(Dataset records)
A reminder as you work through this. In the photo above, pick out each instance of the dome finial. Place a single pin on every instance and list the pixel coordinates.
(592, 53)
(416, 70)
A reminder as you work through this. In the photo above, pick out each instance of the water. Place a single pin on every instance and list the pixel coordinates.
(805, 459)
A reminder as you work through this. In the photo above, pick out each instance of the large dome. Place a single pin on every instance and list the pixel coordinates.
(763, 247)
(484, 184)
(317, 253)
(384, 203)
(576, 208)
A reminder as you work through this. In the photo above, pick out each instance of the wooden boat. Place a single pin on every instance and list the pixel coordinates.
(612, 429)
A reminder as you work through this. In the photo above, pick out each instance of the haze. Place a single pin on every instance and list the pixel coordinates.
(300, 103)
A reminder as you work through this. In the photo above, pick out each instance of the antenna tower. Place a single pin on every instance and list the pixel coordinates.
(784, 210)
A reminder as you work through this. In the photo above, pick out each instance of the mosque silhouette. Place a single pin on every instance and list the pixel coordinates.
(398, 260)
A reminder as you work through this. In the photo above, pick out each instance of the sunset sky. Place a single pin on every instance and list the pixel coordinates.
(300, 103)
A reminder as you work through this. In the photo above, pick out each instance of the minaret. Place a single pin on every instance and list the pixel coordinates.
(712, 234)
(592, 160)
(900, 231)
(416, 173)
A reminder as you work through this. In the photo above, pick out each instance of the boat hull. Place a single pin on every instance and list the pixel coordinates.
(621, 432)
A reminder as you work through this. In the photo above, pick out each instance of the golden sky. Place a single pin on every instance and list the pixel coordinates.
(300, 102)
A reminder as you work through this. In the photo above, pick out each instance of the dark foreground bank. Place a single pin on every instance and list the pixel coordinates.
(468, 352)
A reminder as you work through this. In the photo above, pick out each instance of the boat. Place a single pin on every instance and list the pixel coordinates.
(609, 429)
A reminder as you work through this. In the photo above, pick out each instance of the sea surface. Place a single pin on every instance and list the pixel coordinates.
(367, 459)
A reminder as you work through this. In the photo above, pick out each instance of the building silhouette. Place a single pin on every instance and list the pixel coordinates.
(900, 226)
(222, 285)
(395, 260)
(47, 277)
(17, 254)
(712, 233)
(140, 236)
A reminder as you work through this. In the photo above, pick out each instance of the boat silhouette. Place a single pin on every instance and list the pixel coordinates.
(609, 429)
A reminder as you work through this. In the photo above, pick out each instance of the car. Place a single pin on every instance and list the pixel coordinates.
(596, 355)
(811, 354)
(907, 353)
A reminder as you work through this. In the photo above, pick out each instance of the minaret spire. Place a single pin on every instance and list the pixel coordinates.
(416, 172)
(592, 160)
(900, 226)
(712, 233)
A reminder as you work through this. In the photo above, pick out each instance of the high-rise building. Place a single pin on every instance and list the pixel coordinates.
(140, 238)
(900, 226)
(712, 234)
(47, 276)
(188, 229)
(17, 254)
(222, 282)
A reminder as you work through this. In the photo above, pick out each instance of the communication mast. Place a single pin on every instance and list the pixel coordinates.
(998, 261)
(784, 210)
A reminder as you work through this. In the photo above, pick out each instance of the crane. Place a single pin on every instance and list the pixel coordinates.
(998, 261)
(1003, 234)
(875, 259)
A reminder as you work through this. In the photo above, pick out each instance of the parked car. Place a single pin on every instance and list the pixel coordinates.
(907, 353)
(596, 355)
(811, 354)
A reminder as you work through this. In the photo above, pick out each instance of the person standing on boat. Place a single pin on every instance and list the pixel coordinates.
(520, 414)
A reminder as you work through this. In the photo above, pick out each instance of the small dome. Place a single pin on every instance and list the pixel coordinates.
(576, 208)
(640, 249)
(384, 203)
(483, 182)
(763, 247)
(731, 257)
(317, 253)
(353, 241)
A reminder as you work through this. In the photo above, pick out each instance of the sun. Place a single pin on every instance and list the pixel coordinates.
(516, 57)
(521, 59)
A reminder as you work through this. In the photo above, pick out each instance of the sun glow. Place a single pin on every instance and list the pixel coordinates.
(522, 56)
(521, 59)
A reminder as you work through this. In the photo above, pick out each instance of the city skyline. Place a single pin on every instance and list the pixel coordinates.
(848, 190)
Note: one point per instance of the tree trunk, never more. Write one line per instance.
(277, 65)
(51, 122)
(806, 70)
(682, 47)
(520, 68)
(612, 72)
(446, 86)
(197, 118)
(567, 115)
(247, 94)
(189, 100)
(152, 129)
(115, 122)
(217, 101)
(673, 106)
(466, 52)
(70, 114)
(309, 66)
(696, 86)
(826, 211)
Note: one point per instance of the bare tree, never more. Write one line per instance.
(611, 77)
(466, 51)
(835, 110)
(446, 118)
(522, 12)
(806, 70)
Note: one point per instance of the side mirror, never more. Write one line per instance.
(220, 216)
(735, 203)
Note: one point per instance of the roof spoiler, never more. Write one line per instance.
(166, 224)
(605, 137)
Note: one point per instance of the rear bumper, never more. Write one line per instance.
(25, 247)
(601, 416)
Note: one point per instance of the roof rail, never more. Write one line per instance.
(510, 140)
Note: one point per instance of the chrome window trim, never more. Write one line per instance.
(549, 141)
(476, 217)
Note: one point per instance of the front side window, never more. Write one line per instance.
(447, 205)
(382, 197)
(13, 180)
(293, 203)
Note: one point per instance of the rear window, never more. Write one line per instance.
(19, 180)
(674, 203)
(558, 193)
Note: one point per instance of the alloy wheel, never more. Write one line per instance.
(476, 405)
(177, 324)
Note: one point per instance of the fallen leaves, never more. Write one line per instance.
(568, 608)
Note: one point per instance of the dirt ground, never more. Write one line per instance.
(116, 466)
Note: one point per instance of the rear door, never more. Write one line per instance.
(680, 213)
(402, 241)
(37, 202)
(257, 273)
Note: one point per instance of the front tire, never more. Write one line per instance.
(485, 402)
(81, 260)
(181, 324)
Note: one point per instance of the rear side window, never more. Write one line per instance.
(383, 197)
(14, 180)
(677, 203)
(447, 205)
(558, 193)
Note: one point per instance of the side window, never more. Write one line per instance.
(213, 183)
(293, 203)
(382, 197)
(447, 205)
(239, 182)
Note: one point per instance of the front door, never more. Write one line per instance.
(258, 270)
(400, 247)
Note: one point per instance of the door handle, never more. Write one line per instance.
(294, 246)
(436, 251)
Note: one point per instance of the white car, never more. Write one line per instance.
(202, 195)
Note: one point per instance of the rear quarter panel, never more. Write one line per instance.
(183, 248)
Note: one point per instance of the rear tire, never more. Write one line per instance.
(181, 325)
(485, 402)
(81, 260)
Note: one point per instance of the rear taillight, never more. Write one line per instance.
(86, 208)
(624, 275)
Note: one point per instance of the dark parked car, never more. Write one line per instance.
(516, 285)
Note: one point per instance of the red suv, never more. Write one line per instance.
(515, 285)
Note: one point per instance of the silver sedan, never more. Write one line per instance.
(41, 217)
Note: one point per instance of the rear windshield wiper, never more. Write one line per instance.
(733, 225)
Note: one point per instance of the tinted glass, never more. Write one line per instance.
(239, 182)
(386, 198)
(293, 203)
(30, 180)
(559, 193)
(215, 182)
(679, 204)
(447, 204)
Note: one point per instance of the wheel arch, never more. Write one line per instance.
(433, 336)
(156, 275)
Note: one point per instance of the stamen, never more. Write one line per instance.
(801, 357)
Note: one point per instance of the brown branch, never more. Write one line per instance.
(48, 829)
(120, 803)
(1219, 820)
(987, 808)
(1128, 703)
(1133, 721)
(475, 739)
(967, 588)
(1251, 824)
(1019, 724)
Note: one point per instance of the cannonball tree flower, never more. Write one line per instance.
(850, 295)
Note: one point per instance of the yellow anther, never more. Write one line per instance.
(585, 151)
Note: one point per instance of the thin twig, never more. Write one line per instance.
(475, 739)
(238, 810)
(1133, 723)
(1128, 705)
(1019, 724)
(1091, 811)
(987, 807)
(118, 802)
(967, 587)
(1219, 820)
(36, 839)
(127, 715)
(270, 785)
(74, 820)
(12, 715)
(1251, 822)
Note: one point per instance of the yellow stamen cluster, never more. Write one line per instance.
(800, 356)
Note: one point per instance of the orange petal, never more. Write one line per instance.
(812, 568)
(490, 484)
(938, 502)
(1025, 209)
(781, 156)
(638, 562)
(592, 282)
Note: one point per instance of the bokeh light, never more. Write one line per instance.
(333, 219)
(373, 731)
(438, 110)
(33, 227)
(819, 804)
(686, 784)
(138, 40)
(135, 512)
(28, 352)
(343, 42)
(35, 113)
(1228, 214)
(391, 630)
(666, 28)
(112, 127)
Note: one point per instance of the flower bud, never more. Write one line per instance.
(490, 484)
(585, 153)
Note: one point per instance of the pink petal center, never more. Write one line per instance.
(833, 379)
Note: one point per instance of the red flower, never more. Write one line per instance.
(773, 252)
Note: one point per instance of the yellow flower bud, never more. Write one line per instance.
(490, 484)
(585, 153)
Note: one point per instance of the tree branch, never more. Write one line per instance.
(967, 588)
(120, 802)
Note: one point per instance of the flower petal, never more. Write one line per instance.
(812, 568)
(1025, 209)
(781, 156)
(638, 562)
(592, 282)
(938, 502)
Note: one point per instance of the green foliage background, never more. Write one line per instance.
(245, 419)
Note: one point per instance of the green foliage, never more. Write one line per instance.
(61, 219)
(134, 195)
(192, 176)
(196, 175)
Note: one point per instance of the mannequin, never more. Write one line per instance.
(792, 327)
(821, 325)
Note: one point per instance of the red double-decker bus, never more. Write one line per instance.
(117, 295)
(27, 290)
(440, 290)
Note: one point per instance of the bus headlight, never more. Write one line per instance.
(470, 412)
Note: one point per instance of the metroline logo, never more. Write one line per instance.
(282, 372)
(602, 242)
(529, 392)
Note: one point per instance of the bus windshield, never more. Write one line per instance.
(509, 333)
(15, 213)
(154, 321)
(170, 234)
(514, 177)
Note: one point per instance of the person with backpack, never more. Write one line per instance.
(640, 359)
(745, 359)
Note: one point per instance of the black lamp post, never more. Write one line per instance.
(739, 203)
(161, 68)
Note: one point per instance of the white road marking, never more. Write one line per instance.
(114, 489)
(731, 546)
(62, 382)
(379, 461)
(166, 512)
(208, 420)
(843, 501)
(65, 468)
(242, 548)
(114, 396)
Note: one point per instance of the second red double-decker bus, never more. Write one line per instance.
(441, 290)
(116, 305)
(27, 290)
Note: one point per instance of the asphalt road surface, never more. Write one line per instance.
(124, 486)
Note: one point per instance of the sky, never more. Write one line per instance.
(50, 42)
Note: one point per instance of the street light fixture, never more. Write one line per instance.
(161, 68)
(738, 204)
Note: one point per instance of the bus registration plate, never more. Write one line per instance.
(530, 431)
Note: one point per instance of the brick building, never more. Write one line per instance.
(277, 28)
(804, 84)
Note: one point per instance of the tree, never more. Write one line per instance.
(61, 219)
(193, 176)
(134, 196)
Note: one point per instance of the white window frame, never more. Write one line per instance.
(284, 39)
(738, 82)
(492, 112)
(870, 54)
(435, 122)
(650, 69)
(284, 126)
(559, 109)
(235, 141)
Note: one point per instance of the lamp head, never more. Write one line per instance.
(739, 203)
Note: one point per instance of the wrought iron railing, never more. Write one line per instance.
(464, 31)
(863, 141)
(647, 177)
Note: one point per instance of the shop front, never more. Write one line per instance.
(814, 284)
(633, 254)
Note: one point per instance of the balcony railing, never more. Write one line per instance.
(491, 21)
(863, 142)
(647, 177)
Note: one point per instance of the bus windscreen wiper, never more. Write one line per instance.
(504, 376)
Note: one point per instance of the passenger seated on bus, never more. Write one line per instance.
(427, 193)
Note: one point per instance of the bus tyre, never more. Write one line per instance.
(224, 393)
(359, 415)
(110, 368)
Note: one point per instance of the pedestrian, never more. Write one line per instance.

| Required work |
Beginning at the line that holds "Note: one point per instance of the passenger", copy every line through the end of the entries exactly as given, and only those lines.

| Answer to this task |
Note: one point per instance of the passenger seated on bus, never more. Write one line per instance.
(427, 193)
Note: one point per instance of the bus tyre, never more. Write one line per instance.
(224, 393)
(359, 415)
(110, 368)
Note: one point per instance of the pedestrian, never more. Write one line per instance.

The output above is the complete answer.